■ Work to complete ■
Copy the lines of the listing from the one containing "clamp with a tight axis-aligned box." through the one containing "500, 407, 541, 436", both included and with the request text kept. Shift every box coordinate in the answers up by 146.

■ The data ■

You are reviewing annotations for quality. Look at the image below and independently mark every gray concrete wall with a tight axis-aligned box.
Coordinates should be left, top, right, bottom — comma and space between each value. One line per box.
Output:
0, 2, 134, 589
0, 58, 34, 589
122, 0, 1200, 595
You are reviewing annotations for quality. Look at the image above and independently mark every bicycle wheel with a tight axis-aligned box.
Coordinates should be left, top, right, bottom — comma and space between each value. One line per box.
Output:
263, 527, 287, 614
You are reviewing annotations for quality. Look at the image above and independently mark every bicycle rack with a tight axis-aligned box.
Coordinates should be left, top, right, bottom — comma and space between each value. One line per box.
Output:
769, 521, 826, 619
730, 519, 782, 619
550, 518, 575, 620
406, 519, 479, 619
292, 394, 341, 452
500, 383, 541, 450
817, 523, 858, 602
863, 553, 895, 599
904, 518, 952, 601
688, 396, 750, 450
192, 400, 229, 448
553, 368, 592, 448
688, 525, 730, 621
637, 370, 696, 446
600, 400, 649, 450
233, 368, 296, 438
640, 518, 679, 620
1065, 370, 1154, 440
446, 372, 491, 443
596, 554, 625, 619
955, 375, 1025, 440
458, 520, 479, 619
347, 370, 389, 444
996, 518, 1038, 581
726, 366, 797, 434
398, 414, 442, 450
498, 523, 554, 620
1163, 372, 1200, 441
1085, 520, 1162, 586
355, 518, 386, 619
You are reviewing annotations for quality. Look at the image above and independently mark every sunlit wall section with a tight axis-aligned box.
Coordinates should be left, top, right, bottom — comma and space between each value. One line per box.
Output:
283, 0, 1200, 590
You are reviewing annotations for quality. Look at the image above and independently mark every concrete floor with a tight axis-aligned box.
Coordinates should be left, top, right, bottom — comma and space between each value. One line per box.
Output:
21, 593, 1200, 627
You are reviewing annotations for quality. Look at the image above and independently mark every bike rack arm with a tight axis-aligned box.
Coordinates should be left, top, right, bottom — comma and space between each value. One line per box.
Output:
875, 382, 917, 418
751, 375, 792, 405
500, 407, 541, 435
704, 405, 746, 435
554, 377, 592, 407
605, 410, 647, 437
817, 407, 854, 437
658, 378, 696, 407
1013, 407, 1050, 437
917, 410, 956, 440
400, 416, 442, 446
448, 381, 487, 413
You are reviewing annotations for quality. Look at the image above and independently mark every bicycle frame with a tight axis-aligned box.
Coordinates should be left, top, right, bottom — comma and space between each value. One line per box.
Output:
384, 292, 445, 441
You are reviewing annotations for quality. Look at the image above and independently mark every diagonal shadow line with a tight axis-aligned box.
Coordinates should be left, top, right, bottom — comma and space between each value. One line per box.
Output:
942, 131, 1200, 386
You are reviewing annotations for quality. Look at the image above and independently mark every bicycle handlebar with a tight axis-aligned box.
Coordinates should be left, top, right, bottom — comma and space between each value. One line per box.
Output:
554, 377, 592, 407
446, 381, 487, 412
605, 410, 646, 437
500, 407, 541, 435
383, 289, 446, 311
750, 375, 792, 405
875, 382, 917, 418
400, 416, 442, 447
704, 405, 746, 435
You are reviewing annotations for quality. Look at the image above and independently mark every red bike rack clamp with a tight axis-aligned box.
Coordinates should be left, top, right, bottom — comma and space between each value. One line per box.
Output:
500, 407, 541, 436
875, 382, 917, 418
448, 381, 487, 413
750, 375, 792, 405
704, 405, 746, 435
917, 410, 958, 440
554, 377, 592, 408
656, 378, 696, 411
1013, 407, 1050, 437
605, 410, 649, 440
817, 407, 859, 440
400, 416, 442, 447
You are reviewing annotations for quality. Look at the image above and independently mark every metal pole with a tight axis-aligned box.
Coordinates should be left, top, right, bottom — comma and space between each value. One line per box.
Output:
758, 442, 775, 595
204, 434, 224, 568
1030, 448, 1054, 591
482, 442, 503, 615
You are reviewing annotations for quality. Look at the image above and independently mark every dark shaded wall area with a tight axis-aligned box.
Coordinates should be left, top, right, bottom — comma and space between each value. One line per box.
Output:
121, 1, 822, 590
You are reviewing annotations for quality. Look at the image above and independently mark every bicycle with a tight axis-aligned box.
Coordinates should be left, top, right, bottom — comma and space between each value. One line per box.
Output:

■ Output ■
You are reviewing annotations for quality. Look at the image above and independently mark every red bike rack clamp with a tight axis-aligned box.
Coordinates should be left, top, right, bottom — comma and space between each value. One line per box.
Output:
646, 553, 687, 582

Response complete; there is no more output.